▶ _Written problem_: Locate the line with "Tag every instance of the orange gladiolus bud" in the material. Copy that line and each one after it, through the last, exactly and with nothing else.

▶ _Extracted entries_:

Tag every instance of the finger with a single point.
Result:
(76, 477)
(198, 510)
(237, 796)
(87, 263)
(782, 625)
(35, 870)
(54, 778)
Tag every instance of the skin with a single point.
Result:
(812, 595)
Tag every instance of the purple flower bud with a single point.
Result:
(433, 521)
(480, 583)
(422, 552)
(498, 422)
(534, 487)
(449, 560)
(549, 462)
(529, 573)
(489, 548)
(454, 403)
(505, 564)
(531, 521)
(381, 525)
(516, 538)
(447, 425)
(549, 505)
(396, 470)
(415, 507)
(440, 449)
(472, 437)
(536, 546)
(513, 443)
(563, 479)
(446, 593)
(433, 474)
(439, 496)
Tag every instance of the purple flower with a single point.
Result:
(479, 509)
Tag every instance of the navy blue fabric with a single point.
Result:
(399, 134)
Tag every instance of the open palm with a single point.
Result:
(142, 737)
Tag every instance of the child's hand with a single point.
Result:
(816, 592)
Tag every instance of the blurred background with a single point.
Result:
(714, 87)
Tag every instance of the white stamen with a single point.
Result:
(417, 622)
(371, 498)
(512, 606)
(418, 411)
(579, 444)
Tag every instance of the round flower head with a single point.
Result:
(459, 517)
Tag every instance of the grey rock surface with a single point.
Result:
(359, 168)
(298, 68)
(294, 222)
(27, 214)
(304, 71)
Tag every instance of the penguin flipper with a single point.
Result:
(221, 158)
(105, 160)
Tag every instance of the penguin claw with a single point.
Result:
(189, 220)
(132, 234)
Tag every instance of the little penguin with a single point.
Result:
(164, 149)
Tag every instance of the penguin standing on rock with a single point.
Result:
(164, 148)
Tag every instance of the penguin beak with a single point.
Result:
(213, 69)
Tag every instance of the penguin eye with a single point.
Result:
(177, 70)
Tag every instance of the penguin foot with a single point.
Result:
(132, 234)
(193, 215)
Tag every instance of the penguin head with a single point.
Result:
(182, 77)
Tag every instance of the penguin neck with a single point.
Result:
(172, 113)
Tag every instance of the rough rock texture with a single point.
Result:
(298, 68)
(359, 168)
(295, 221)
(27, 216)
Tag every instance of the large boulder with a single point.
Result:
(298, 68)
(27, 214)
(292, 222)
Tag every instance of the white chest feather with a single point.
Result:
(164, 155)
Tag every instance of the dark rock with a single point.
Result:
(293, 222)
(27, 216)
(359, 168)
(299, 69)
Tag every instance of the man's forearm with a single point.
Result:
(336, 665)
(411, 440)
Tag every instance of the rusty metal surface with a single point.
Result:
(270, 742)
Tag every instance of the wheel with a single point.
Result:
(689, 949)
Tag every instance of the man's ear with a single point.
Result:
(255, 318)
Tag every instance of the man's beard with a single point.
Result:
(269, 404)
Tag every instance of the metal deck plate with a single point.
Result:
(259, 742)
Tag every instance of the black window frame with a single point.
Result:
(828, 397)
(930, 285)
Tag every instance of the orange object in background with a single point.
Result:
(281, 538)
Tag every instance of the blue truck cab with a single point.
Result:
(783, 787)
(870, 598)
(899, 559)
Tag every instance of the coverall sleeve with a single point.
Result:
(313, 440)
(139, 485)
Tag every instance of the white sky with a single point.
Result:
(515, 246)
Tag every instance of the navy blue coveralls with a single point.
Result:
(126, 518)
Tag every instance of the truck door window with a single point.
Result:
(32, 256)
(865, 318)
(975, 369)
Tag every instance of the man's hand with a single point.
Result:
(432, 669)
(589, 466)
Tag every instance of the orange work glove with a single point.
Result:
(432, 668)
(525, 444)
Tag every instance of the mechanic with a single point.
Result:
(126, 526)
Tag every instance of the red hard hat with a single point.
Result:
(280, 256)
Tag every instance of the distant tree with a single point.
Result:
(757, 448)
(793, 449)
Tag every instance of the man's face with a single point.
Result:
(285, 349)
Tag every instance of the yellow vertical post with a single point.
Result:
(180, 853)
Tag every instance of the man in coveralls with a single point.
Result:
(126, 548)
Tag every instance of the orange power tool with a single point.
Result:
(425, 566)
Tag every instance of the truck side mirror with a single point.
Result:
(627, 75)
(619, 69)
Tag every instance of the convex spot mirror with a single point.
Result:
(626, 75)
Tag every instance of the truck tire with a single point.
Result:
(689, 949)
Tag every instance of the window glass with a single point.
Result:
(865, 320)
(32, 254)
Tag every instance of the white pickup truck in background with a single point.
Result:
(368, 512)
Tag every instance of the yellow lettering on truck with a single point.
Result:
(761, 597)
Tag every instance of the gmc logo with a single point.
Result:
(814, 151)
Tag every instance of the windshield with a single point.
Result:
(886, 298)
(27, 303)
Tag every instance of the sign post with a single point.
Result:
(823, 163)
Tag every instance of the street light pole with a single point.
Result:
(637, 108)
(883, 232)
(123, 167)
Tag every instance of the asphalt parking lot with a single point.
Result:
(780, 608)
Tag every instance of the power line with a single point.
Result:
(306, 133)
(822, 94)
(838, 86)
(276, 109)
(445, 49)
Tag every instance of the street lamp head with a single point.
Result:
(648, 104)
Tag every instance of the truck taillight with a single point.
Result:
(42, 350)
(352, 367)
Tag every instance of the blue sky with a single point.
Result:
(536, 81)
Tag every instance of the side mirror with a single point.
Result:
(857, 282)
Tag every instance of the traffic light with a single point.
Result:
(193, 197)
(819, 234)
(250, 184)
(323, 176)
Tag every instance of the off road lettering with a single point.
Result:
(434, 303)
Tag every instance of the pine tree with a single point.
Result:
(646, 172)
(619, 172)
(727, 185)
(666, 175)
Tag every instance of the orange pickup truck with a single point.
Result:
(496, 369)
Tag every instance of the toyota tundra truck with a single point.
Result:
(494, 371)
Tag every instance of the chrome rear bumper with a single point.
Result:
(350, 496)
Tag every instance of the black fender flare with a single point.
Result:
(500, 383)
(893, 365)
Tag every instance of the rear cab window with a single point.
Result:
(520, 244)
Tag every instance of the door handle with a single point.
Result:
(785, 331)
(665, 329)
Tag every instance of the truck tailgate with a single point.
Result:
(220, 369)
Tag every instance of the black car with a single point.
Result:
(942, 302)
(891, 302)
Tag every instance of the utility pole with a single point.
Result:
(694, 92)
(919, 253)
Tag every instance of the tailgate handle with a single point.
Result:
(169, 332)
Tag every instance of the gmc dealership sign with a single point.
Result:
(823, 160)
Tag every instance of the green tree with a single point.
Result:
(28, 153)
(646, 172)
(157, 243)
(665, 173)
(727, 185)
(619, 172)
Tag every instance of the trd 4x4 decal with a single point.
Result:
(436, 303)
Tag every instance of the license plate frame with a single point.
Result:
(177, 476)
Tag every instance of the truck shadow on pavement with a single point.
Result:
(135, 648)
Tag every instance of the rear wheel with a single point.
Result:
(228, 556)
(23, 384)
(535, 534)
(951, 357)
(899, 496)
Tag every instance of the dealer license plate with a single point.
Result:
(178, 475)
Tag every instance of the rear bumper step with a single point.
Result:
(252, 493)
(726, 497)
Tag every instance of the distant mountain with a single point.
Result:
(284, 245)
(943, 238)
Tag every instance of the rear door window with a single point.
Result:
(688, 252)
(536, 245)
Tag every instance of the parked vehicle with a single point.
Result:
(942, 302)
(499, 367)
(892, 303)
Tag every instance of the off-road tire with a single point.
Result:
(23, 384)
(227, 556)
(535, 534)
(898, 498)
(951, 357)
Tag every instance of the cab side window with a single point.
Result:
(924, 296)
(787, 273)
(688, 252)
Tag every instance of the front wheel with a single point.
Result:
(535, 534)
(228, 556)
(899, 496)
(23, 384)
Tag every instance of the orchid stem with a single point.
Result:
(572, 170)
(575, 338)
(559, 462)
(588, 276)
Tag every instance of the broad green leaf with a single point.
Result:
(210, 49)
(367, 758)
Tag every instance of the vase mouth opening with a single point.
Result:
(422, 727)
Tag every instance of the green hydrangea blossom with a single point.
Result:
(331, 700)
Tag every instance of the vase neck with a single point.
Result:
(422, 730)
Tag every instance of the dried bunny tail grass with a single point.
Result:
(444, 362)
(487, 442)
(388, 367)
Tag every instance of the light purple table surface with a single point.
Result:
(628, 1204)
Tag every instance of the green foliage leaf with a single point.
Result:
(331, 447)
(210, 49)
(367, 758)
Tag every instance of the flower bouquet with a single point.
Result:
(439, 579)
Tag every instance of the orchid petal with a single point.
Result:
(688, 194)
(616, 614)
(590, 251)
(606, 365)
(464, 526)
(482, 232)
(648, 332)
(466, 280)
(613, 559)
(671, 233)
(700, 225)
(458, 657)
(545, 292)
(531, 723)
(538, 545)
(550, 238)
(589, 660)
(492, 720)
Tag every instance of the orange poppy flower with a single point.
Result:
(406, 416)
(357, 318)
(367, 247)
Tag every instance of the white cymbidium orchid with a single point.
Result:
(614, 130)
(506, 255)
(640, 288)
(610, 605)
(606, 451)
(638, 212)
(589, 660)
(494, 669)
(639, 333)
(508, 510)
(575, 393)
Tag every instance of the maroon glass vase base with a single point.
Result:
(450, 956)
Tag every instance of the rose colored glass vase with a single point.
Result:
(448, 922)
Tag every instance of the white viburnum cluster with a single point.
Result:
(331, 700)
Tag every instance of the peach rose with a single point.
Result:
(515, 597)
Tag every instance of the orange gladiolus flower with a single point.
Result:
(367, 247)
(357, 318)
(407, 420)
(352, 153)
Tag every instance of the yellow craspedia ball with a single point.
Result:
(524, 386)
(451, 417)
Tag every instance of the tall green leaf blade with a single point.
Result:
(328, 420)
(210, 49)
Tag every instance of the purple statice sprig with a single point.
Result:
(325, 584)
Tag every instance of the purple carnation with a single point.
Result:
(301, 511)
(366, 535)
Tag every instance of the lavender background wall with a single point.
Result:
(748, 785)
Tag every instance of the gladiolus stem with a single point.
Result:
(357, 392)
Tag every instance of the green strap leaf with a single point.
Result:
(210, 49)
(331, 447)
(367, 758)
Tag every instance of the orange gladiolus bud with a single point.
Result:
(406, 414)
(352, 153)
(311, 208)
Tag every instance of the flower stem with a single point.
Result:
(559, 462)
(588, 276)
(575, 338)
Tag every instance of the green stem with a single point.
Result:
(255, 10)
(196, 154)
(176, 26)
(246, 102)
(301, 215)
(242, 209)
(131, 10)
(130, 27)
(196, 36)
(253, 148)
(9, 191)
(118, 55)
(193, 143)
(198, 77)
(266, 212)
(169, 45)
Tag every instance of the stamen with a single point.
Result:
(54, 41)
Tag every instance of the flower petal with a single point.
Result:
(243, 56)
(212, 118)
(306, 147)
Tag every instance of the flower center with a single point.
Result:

▶ _The solution_:
Tag every instance of the orange gladiolus bud with a single point.
Result:
(406, 414)
(352, 153)
(311, 208)
Tag every instance of the flower stem with a single point.
Result:
(559, 462)
(588, 276)
(575, 338)
Tag every instance of the green stem with a single point.
Result:
(255, 10)
(196, 154)
(176, 26)
(246, 102)
(301, 215)
(242, 209)
(131, 10)
(130, 27)
(196, 36)
(253, 148)
(9, 191)
(118, 55)
(193, 143)
(198, 77)
(266, 212)
(169, 45)
Tag every instance of the stamen with a single point.
Result:
(54, 41)
Tag every instance of the flower petal with a single point.
Result:
(243, 56)
(212, 118)
(306, 147)
Tag every instance of the flower center with a single point.
Result:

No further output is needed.